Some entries
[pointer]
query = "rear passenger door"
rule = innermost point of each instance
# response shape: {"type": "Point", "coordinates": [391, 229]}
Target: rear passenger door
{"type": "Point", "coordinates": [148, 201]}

*TASK DESCRIPTION*. Recast the lines of the entries above as a Markdown table with the columns "Row" and "Line," giving each line its row number and leaving out blank lines.

*TASK RESULT*.
| Row | Line |
|---|---|
| 1 | [pointer] |
| 2 | query = "rear passenger door" |
| 3 | rule = innermost point of each instance |
| 4 | # response shape: {"type": "Point", "coordinates": [391, 229]} |
| 5 | Target: rear passenger door |
| 6 | {"type": "Point", "coordinates": [148, 201]} |